Exercise →
Reproduce verbatim everything in the article below on CT scans of mummies, from "Using CT scans" down to "or definite atherosclerosis.".

Selected excerpt →
++++++++

Free Republic
Browse · Search
General/Chat
Topics · Post Article

Skip to comments.

CT Scans of Mummies Reveal Clogged Arteries
https://scitechdaily.com ^ | MARCH 12, 2013 | By SUZANNE WU, USC NEWS

Posted on 03/29/2022 11:20:58 AM PDT by Red Badger

Ancient Hunter Gatherers Suffered from Clogged Arteries Researchers found atherosclerosis in 34 percent of the mummies studied (Photo/Courtesy of The Lancet)

Using CT scans on mummies from four different geographical locations, researchers report that atherosclerosis may have been more common among ancient populations than previously thought, finding that over a third of the mummies had probable or definite atherosclerosis.

CT Scans Show Atherosclerosis in Ancient Populations Coronal 3D volume rendered CT reconstruction showing carotid artery disease. The Lancet

Like nearly 4.6 million Americans, ancient hunter-gatherers also suffered from clogged arteries, revealing that the plaque build-up causing blood clots, heart attacks and strokes is not just a result of fatty diets or couch potato habits, according to new research in the journal The Lancet.

++++++++

Supplied information →

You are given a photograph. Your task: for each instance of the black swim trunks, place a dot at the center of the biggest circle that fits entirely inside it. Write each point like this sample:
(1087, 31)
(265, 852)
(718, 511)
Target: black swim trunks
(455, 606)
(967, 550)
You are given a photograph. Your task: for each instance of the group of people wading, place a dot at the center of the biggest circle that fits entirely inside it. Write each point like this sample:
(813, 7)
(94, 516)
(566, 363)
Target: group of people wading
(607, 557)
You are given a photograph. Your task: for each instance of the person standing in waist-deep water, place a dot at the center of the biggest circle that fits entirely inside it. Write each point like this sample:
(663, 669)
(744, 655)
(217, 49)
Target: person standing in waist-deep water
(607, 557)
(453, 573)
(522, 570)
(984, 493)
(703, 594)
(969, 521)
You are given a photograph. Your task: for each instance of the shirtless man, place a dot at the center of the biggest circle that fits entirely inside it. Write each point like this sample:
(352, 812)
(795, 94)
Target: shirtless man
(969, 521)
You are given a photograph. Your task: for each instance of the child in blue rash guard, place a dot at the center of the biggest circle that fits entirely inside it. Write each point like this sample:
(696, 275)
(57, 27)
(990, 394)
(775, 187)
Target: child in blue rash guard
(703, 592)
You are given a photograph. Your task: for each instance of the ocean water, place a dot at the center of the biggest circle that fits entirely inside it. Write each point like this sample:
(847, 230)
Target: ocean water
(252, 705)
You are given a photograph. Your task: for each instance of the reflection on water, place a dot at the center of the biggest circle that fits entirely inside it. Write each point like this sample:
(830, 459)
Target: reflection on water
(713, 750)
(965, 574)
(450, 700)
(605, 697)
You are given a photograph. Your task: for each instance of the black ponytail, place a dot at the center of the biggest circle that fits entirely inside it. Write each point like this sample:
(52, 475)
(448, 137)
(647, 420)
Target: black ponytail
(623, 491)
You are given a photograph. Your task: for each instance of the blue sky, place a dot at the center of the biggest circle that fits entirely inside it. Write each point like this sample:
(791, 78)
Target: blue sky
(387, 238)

++++++++

Answer space →
Using CT scans on mummies from four different geographical locations, researchers report that atherosclerosis may have been more common among ancient populations than previously thought, finding that over a third of the mummies had probable or definite atherosclerosis.